-- Exercise brief --
Tally how many lines of the material contain the string "lamp". Give only the number.
## BEGIN Items
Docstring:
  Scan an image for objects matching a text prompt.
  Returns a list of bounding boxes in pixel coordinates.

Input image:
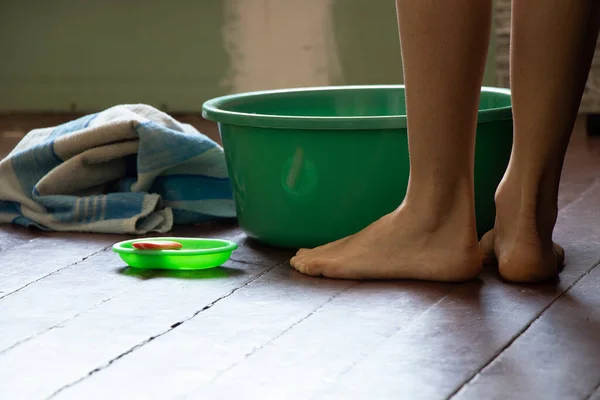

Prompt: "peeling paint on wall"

[223,0,341,92]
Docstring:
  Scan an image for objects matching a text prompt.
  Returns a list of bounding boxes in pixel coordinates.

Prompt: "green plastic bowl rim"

[112,237,238,256]
[202,85,512,130]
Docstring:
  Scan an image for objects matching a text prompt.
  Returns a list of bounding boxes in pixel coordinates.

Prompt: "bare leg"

[481,0,600,282]
[291,0,491,281]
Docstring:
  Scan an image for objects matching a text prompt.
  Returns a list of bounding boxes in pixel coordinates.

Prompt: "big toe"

[290,255,322,276]
[554,243,565,272]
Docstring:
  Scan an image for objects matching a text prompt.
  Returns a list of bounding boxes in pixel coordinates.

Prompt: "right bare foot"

[480,174,565,283]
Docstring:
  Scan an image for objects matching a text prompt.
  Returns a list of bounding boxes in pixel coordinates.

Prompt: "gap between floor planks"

[36,178,600,399]
[0,117,589,398]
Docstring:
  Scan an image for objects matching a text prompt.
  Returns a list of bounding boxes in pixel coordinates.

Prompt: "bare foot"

[290,206,481,282]
[480,177,565,283]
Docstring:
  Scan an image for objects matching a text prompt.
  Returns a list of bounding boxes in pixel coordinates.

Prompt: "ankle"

[495,173,558,239]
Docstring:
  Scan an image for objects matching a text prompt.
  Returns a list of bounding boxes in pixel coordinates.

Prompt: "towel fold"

[0,104,235,234]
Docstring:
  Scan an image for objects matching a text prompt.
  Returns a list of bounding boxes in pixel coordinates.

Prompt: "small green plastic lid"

[113,237,238,270]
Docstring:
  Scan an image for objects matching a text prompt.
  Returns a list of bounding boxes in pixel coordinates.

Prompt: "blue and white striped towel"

[0,105,235,234]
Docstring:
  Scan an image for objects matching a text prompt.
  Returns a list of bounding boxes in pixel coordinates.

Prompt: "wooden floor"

[0,116,600,400]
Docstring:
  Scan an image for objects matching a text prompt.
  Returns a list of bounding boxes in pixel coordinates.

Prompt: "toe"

[290,256,322,276]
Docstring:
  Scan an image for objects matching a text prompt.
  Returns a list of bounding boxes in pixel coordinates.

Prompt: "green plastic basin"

[203,85,512,248]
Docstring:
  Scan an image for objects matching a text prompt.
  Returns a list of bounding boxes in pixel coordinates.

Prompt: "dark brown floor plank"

[43,181,600,399]
[0,225,39,252]
[0,233,115,301]
[448,184,600,399]
[454,267,600,400]
[0,228,272,354]
[586,384,600,400]
[0,257,286,399]
[0,116,600,399]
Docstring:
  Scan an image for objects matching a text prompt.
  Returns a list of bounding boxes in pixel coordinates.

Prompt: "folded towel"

[0,105,235,234]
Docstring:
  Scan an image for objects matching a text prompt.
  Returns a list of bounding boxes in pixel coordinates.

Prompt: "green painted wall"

[0,0,494,111]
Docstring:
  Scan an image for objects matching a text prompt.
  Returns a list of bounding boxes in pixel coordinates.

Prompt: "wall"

[0,0,495,111]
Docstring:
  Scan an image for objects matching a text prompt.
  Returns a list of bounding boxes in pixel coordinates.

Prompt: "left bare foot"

[290,206,482,282]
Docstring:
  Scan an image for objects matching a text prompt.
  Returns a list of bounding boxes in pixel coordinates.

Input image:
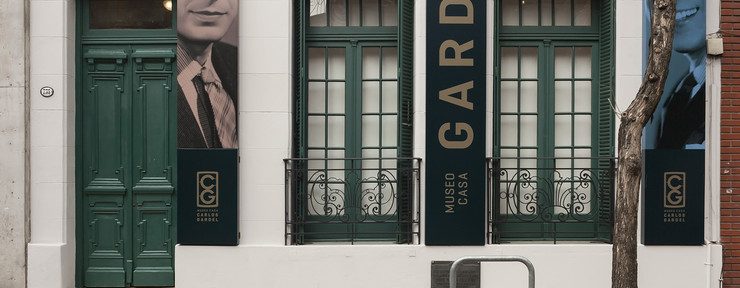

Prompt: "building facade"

[0,0,737,288]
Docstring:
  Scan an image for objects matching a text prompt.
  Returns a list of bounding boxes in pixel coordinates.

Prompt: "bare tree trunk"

[612,0,676,288]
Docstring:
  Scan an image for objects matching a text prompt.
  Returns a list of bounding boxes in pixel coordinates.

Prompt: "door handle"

[138,219,147,247]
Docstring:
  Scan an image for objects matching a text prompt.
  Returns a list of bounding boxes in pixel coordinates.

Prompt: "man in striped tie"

[177,0,238,148]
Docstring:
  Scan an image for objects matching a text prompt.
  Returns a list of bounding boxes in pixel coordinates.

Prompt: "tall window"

[286,0,418,244]
[489,0,614,242]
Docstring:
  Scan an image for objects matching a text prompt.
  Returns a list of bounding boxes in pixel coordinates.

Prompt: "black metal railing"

[284,158,421,245]
[486,157,616,243]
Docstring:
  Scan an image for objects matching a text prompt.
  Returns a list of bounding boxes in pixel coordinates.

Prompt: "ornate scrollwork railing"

[487,157,615,243]
[284,158,421,244]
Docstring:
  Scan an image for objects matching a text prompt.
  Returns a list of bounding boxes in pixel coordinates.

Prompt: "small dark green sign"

[425,0,486,245]
[177,149,239,245]
[642,149,704,245]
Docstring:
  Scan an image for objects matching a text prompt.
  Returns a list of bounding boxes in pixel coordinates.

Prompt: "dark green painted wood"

[78,45,177,287]
[492,0,614,242]
[291,0,414,244]
[75,1,177,287]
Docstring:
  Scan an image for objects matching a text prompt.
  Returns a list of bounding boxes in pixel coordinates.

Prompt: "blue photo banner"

[425,0,486,245]
[641,0,707,245]
[643,0,707,149]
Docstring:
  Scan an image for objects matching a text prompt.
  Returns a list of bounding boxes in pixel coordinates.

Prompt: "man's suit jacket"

[177,42,239,148]
[656,83,706,149]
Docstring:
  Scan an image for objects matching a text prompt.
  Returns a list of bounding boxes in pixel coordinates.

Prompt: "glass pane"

[555,115,573,146]
[555,0,573,26]
[574,0,591,26]
[308,116,326,147]
[349,0,360,26]
[362,81,380,113]
[362,149,380,169]
[520,81,537,113]
[520,47,537,79]
[308,149,326,170]
[500,115,519,146]
[328,48,345,79]
[327,82,344,113]
[361,0,380,26]
[519,115,537,146]
[380,148,398,160]
[362,47,380,79]
[522,0,539,26]
[574,81,591,112]
[575,47,591,78]
[308,82,326,113]
[329,0,347,26]
[555,81,573,113]
[499,149,518,158]
[383,47,398,79]
[383,81,398,113]
[308,47,326,80]
[327,116,345,147]
[501,0,519,26]
[555,148,573,159]
[573,115,591,146]
[362,115,380,147]
[555,47,573,79]
[499,81,519,113]
[501,47,519,78]
[383,0,398,26]
[308,0,327,27]
[540,0,552,26]
[90,0,172,29]
[382,115,398,147]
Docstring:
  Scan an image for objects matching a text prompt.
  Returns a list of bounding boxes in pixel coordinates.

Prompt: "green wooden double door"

[77,42,177,287]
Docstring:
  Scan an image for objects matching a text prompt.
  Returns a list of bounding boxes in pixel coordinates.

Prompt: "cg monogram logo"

[196,171,218,208]
[663,172,686,208]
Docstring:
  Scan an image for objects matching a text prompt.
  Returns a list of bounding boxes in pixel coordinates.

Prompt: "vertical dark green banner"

[425,0,486,245]
[177,149,239,246]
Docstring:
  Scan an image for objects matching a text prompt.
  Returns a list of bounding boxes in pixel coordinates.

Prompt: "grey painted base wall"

[0,1,30,288]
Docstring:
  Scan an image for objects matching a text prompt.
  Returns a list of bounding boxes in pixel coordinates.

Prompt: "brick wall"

[720,0,740,287]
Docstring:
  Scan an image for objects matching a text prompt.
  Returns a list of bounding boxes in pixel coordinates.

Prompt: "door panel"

[83,49,128,287]
[79,44,176,287]
[131,48,177,286]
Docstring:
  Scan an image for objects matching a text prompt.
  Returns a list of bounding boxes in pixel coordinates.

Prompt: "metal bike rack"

[450,256,534,288]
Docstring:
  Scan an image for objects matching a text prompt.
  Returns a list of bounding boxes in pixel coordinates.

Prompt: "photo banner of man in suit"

[640,0,707,245]
[643,0,707,149]
[177,0,239,148]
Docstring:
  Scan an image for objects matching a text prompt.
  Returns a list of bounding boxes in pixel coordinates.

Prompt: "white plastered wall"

[28,0,75,288]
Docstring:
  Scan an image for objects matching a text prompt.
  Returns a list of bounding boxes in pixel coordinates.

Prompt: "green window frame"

[286,0,418,244]
[488,0,614,243]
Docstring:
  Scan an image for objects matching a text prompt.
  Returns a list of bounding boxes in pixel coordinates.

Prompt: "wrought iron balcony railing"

[486,157,616,243]
[284,158,421,245]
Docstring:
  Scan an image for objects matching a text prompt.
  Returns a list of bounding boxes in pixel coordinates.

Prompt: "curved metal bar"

[450,256,534,288]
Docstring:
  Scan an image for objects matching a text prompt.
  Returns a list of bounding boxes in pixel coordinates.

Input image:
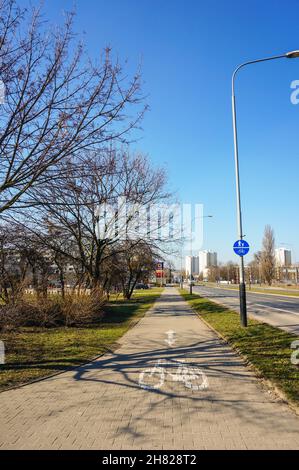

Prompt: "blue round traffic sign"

[234,240,249,256]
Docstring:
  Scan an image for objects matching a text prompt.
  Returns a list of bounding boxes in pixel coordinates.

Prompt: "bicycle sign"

[139,359,209,390]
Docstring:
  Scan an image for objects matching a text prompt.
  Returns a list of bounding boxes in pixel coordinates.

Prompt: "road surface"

[192,286,299,335]
[0,288,299,450]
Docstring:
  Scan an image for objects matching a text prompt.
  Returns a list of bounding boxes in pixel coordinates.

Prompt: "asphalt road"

[193,286,299,335]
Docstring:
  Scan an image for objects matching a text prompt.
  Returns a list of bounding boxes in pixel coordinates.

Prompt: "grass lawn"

[180,290,299,406]
[200,283,299,297]
[0,288,162,390]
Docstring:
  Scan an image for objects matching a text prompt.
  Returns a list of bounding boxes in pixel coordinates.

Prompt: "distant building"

[185,256,199,276]
[275,247,292,268]
[198,250,217,278]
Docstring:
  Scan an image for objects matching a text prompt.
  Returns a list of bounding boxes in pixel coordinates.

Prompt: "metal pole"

[189,228,193,295]
[232,51,292,327]
[232,90,247,327]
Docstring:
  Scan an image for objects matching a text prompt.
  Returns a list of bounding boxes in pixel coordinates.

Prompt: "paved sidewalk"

[0,288,299,449]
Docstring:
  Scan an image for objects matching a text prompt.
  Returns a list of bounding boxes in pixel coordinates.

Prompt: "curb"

[180,294,299,416]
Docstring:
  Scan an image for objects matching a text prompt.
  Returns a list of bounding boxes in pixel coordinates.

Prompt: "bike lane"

[0,288,299,450]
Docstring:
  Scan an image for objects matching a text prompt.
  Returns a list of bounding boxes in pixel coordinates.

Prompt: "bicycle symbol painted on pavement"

[139,359,209,391]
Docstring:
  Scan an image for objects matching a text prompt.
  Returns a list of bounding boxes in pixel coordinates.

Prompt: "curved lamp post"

[232,50,299,326]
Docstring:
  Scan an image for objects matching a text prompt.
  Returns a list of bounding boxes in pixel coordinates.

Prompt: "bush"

[0,291,104,329]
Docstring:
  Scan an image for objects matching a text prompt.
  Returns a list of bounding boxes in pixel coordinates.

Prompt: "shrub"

[0,291,104,329]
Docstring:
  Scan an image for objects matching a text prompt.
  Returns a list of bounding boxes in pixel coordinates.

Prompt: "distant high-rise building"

[198,250,217,277]
[185,256,199,276]
[275,247,292,268]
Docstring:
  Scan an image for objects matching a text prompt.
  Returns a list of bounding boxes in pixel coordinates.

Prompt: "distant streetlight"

[232,50,299,327]
[189,215,213,295]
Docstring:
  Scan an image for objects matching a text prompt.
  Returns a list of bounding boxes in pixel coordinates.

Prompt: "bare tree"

[261,225,275,285]
[0,0,144,212]
[8,151,168,288]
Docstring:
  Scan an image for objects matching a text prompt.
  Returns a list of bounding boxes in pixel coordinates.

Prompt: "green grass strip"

[0,288,162,390]
[180,290,299,405]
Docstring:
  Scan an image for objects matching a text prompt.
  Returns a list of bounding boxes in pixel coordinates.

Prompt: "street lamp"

[232,50,299,327]
[189,215,213,295]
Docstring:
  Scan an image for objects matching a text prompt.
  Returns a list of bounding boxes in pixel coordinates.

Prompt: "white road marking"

[165,330,176,346]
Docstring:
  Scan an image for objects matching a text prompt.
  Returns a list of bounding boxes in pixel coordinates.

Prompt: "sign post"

[233,239,249,327]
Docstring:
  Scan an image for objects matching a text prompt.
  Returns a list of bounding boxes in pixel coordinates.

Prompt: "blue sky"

[19,0,299,261]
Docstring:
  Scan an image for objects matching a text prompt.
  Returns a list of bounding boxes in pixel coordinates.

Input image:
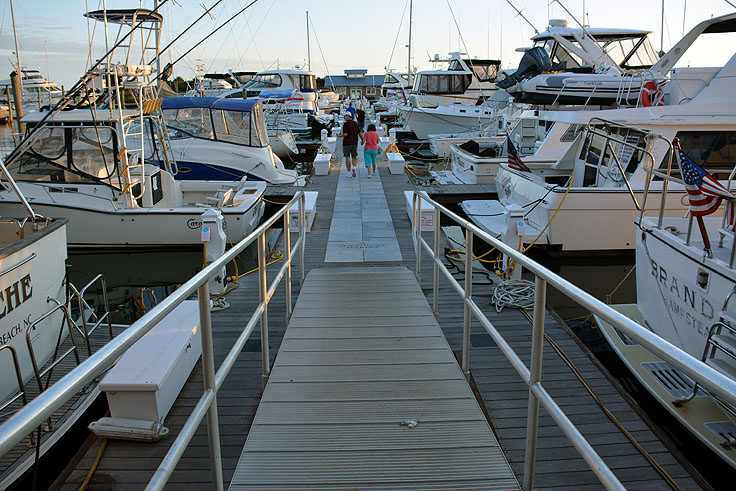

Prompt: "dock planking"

[58,152,704,489]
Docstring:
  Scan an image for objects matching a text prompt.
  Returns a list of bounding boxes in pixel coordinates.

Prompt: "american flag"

[506,138,531,172]
[676,148,736,226]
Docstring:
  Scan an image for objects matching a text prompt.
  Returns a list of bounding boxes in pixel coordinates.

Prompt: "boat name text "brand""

[0,274,33,319]
[650,259,715,336]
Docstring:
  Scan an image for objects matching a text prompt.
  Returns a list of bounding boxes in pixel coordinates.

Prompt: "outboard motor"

[307,114,332,140]
[496,46,552,89]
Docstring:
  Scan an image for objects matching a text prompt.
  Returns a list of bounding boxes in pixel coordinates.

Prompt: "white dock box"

[100,300,202,423]
[404,191,437,232]
[289,191,319,232]
[386,152,405,178]
[314,153,332,176]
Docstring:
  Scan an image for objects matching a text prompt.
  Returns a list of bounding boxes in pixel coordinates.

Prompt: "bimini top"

[161,97,260,112]
[258,89,297,101]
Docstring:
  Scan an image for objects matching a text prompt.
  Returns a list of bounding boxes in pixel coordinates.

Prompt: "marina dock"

[57,157,705,489]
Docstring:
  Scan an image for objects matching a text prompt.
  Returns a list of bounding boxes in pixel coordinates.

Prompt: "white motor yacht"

[162,97,297,185]
[598,148,736,469]
[496,19,664,106]
[462,14,736,251]
[402,52,501,107]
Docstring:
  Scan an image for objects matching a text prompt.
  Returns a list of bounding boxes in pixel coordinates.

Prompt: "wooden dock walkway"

[230,266,519,490]
[58,152,705,490]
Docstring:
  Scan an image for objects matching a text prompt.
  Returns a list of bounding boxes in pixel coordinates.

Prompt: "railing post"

[432,208,442,315]
[258,231,271,387]
[284,209,291,325]
[197,281,224,491]
[523,276,547,490]
[299,192,307,285]
[462,228,473,378]
[412,191,422,288]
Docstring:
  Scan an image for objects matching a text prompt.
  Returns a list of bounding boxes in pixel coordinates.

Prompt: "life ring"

[641,80,664,107]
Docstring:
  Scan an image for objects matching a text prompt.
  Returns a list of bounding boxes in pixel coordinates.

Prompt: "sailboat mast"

[406,0,413,87]
[10,0,23,94]
[307,10,312,72]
## END Items
-- Solution to this task --
2